[Labeled-object pointing entries]
((

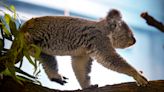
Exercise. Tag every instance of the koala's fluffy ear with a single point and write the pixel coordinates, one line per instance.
(113, 15)
(113, 18)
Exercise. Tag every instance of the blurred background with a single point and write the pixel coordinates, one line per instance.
(146, 55)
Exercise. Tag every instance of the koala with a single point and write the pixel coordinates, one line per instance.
(83, 40)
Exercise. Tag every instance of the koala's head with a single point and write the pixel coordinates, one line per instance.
(121, 35)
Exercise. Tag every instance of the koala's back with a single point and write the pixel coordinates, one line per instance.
(59, 35)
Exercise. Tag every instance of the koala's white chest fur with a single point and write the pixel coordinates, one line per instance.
(76, 52)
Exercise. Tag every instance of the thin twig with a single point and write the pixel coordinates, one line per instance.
(152, 21)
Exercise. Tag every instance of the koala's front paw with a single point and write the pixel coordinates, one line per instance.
(61, 80)
(141, 80)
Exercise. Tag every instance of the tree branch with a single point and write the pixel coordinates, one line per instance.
(152, 21)
(7, 84)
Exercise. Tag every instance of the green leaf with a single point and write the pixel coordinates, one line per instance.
(13, 28)
(6, 31)
(7, 18)
(12, 8)
(29, 58)
(1, 44)
(24, 73)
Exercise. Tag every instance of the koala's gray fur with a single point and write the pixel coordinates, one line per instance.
(83, 40)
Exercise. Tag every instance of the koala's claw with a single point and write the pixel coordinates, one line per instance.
(141, 80)
(60, 81)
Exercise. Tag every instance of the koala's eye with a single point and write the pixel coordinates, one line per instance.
(113, 26)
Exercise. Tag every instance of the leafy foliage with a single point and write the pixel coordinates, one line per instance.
(9, 28)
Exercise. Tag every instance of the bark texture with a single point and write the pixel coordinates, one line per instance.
(7, 84)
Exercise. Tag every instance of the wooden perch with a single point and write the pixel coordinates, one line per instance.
(7, 84)
(152, 21)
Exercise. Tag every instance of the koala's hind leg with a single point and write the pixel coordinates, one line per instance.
(106, 55)
(51, 68)
(82, 66)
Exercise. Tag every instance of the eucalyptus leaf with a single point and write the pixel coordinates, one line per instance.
(24, 73)
(12, 8)
(7, 18)
(1, 44)
(13, 28)
(29, 58)
(5, 30)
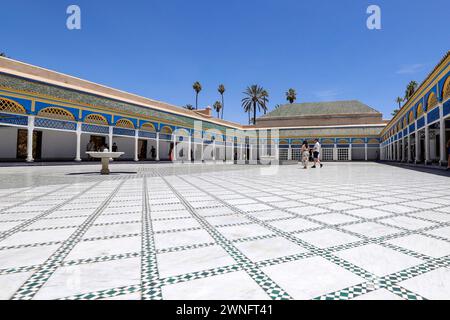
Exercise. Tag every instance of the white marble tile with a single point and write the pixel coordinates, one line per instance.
(396, 208)
(85, 278)
(187, 261)
(5, 226)
(326, 238)
(425, 245)
(407, 223)
(381, 294)
(100, 248)
(10, 283)
(372, 229)
(378, 260)
(368, 213)
(441, 232)
(231, 286)
(271, 214)
(29, 237)
(434, 285)
(244, 231)
(183, 238)
(307, 210)
(113, 230)
(51, 223)
(296, 224)
(22, 257)
(228, 219)
(265, 249)
(334, 218)
(309, 278)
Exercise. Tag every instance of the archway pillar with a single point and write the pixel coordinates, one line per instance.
(136, 145)
(110, 136)
(442, 136)
(78, 151)
(157, 147)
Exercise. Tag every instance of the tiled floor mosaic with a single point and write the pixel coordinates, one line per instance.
(347, 231)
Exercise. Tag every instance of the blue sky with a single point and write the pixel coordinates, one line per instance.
(158, 49)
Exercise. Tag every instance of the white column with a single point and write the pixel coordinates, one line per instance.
(442, 142)
(136, 145)
(427, 144)
(403, 149)
(110, 135)
(157, 147)
(418, 151)
(30, 139)
(78, 151)
(174, 138)
(409, 148)
(190, 148)
(202, 155)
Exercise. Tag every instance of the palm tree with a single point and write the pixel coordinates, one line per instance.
(399, 100)
(411, 89)
(197, 88)
(265, 96)
(221, 90)
(291, 95)
(217, 106)
(256, 97)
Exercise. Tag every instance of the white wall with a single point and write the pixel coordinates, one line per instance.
(125, 145)
(164, 147)
(8, 143)
(58, 145)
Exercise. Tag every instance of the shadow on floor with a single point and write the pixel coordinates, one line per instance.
(426, 169)
(96, 173)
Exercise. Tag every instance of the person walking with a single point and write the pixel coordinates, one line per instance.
(316, 154)
(305, 154)
(448, 154)
(90, 148)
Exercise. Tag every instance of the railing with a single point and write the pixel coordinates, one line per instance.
(327, 154)
(343, 154)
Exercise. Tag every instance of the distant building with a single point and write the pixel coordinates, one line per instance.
(46, 115)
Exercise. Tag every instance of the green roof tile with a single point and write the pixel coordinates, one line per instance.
(321, 108)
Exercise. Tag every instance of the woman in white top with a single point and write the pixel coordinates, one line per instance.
(305, 154)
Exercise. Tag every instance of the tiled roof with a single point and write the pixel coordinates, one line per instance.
(321, 108)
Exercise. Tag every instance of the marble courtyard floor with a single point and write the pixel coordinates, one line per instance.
(348, 231)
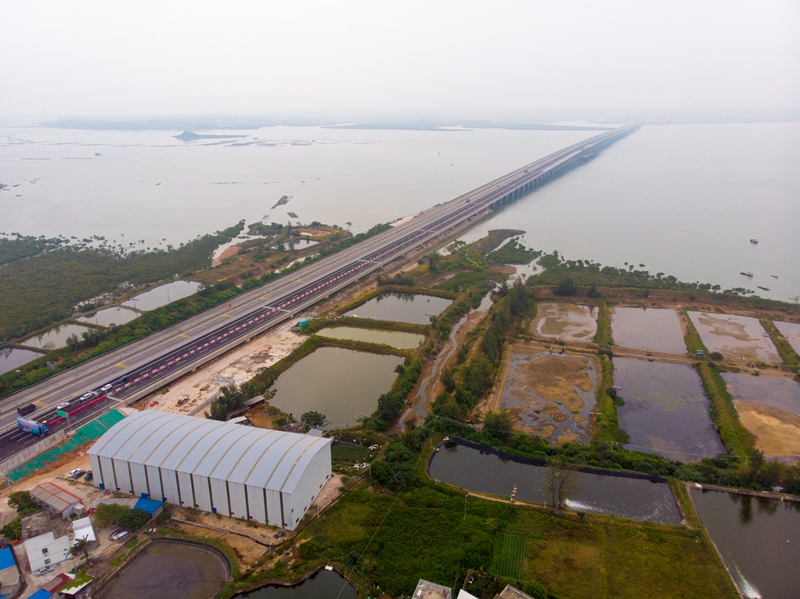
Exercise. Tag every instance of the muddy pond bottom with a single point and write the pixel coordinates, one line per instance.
(402, 307)
(665, 410)
(323, 584)
(551, 395)
(342, 384)
(759, 540)
(770, 409)
(398, 339)
(654, 329)
(568, 322)
(169, 569)
(492, 472)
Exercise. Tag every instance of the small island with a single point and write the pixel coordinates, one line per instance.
(191, 136)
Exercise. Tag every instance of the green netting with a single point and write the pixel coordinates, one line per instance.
(85, 434)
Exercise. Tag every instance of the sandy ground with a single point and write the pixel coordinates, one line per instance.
(237, 366)
(777, 431)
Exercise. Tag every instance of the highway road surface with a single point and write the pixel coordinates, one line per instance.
(141, 367)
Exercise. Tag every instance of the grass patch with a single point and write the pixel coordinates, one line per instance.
(737, 439)
(510, 556)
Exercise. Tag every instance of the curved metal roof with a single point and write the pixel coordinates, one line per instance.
(257, 457)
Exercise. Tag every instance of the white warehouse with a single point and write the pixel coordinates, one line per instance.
(241, 471)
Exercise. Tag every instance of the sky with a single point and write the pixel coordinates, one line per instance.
(379, 60)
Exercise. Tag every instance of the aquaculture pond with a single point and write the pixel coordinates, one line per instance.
(398, 339)
(14, 357)
(551, 395)
(110, 316)
(790, 330)
(665, 410)
(759, 539)
(731, 335)
(484, 471)
(163, 295)
(323, 584)
(568, 322)
(402, 307)
(653, 329)
(342, 384)
(770, 409)
(56, 337)
(170, 569)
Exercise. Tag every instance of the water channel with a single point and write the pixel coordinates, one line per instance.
(402, 307)
(162, 295)
(170, 569)
(398, 339)
(342, 384)
(323, 584)
(759, 539)
(627, 496)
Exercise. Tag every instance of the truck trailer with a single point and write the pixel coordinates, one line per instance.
(33, 427)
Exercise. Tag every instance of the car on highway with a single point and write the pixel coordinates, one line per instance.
(118, 535)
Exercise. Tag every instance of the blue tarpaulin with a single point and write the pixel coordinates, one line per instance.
(148, 505)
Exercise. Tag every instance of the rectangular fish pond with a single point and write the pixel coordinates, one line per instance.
(665, 410)
(759, 539)
(486, 470)
(342, 384)
(402, 307)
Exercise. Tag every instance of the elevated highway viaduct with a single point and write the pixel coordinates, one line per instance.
(147, 364)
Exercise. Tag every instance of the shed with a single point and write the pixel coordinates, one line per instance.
(56, 499)
(264, 475)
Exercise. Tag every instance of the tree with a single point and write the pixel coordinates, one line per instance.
(23, 502)
(566, 287)
(230, 400)
(560, 482)
(498, 424)
(312, 419)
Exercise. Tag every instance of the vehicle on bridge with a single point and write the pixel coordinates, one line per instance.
(33, 427)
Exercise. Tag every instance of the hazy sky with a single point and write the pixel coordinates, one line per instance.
(491, 59)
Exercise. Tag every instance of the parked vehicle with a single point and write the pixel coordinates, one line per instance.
(33, 427)
(25, 410)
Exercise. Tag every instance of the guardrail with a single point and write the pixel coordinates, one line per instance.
(32, 451)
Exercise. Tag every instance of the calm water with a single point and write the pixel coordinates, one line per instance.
(110, 316)
(778, 393)
(14, 357)
(324, 584)
(402, 307)
(55, 337)
(653, 329)
(333, 176)
(170, 570)
(162, 295)
(342, 384)
(740, 336)
(681, 199)
(638, 499)
(665, 410)
(398, 339)
(790, 330)
(759, 540)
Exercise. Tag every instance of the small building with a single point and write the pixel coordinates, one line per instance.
(431, 590)
(56, 499)
(245, 472)
(9, 573)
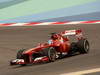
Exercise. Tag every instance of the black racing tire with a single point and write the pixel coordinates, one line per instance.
(19, 54)
(51, 54)
(83, 46)
(73, 49)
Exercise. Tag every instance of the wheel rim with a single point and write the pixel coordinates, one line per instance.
(52, 55)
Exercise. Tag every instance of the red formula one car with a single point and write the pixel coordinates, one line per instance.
(58, 46)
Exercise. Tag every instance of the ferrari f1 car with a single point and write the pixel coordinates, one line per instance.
(58, 45)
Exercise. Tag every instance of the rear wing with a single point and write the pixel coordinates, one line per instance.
(77, 33)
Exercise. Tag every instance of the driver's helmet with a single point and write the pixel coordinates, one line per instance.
(54, 36)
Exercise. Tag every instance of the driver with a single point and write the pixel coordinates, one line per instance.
(55, 37)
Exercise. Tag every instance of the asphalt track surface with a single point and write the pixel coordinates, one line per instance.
(14, 38)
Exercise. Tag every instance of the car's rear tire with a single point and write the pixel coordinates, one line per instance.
(19, 54)
(52, 54)
(83, 46)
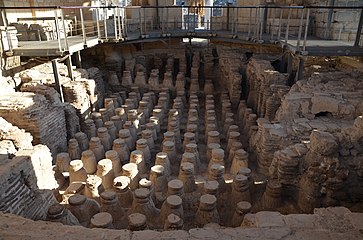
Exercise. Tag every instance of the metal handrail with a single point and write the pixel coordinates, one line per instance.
(253, 25)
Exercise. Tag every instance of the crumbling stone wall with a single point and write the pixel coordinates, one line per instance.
(230, 66)
(26, 182)
(266, 87)
(334, 93)
(35, 114)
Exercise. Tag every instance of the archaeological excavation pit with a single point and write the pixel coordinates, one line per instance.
(184, 135)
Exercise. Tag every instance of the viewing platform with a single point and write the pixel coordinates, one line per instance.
(67, 30)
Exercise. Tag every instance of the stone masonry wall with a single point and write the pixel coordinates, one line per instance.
(25, 181)
(35, 114)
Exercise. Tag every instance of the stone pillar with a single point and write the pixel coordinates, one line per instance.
(83, 209)
(120, 146)
(106, 173)
(73, 149)
(207, 211)
(82, 140)
(123, 192)
(76, 172)
(111, 205)
(143, 204)
(89, 161)
(102, 220)
(130, 170)
(93, 187)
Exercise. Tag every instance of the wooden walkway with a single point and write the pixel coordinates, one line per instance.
(314, 47)
(52, 48)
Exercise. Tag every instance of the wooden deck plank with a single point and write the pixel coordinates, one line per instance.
(314, 47)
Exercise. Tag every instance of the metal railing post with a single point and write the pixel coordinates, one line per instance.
(288, 26)
(280, 24)
(144, 20)
(249, 23)
(105, 22)
(58, 30)
(58, 85)
(195, 11)
(329, 20)
(261, 24)
(300, 28)
(211, 17)
(83, 27)
(188, 20)
(115, 23)
(97, 22)
(124, 19)
(265, 17)
(359, 30)
(273, 12)
(167, 19)
(119, 23)
(64, 30)
(236, 26)
(140, 22)
(232, 28)
(306, 29)
(255, 33)
(8, 36)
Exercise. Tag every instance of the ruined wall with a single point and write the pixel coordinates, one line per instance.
(313, 145)
(83, 94)
(230, 67)
(35, 114)
(330, 93)
(266, 87)
(25, 183)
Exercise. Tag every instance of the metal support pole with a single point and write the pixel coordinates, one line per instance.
(288, 26)
(97, 22)
(195, 14)
(280, 24)
(5, 22)
(211, 18)
(265, 15)
(69, 66)
(249, 23)
(273, 12)
(58, 30)
(289, 64)
(167, 20)
(162, 20)
(359, 30)
(105, 22)
(261, 26)
(78, 59)
(306, 29)
(65, 31)
(232, 21)
(236, 31)
(140, 21)
(300, 28)
(144, 20)
(227, 16)
(300, 69)
(257, 23)
(115, 23)
(157, 15)
(119, 23)
(327, 34)
(83, 27)
(188, 20)
(58, 85)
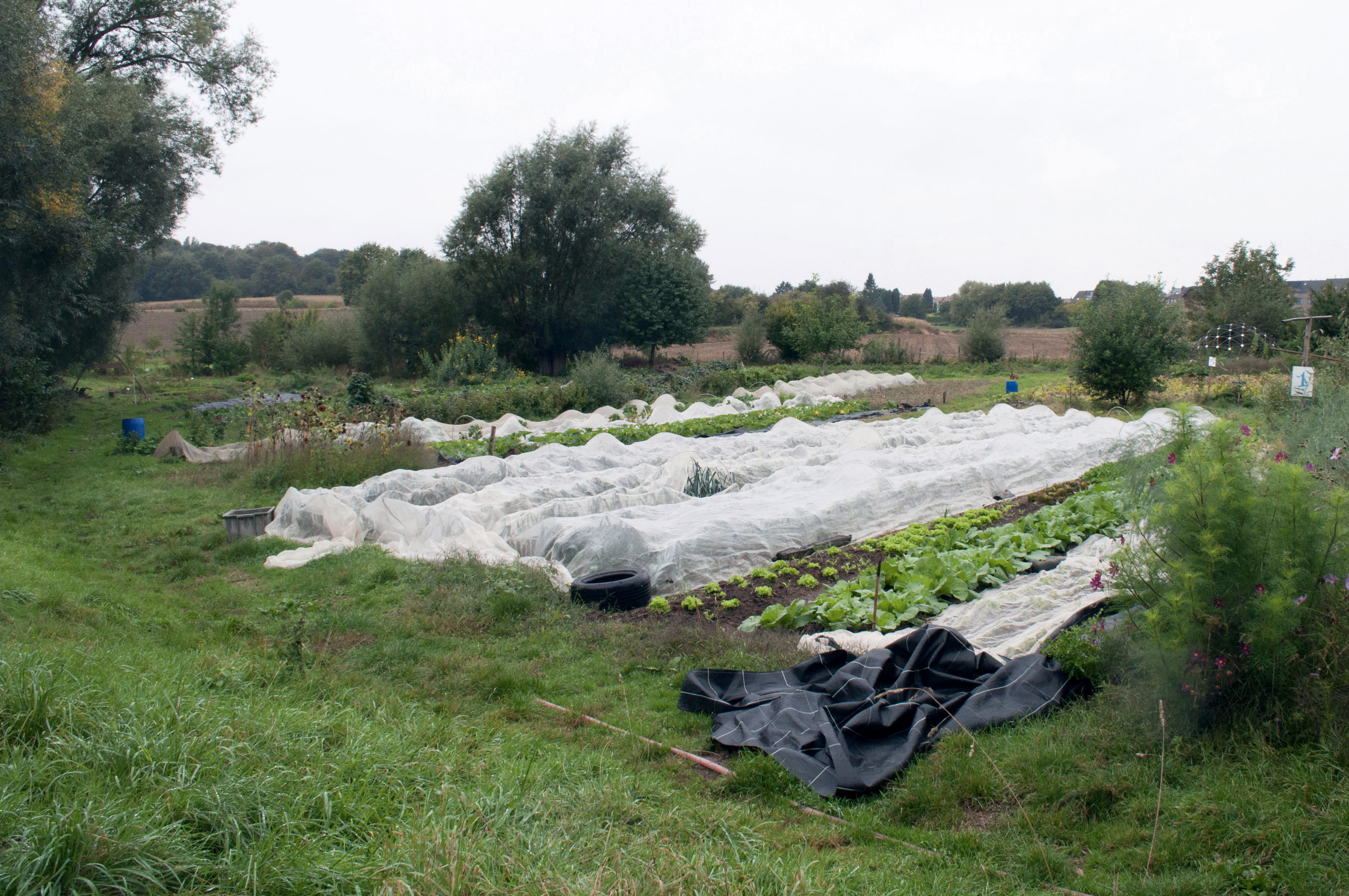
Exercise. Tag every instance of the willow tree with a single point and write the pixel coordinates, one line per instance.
(545, 242)
(98, 160)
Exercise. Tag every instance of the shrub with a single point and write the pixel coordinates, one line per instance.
(983, 341)
(751, 337)
(1129, 337)
(361, 390)
(1242, 575)
(464, 359)
(316, 342)
(602, 380)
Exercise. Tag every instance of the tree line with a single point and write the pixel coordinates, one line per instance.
(188, 269)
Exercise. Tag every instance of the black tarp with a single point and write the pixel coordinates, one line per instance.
(849, 724)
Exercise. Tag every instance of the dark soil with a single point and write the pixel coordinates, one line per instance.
(849, 562)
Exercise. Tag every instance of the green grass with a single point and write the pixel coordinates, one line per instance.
(161, 732)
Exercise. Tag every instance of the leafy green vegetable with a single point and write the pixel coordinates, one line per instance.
(949, 562)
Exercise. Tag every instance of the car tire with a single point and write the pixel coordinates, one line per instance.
(614, 589)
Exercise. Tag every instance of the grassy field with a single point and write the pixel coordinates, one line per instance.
(176, 718)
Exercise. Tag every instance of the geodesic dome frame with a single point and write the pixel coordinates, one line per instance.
(1242, 338)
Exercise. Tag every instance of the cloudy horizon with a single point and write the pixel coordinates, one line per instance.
(927, 144)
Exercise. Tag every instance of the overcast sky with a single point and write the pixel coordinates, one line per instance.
(928, 144)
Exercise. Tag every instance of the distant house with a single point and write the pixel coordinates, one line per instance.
(1302, 289)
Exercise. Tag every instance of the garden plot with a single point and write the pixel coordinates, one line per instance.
(798, 393)
(606, 505)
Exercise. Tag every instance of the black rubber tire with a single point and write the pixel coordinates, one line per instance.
(614, 589)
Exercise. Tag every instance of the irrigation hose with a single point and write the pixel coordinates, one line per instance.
(808, 810)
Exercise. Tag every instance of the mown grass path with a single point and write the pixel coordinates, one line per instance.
(175, 718)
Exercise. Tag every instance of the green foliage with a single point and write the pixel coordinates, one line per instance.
(751, 337)
(466, 359)
(357, 268)
(1242, 577)
(409, 304)
(1129, 337)
(819, 326)
(211, 345)
(1085, 651)
(1023, 304)
(1247, 287)
(983, 339)
(663, 301)
(361, 390)
(547, 239)
(947, 563)
(100, 157)
(601, 380)
(885, 353)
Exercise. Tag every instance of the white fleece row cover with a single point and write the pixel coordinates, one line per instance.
(799, 393)
(1009, 620)
(606, 505)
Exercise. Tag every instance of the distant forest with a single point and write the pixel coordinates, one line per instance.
(188, 269)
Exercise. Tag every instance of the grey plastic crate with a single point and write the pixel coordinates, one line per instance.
(247, 524)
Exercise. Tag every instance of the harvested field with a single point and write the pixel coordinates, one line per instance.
(1020, 342)
(161, 319)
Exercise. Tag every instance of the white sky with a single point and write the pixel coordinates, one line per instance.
(927, 142)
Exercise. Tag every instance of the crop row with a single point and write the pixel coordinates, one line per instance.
(930, 564)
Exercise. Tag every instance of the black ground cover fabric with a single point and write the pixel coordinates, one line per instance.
(849, 724)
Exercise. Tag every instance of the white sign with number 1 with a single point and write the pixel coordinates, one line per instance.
(1302, 381)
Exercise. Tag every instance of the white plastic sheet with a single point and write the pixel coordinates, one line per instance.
(606, 505)
(1011, 620)
(798, 393)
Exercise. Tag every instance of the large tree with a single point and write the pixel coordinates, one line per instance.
(663, 301)
(1247, 287)
(1129, 335)
(545, 241)
(98, 160)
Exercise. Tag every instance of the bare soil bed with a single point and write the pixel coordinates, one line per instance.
(850, 560)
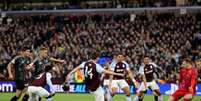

))

#### Brief
Return each line of the data above that has the word "surface" in it, paying attention to upper and lower case.

#### Written response
Exercise. Tag every instance of the highway road surface with a single point and write the pixel coordinates, one line per instance.
Exercise. Tag every instance of the asphalt track surface with a single point and write the pixel coordinates, one line per instance.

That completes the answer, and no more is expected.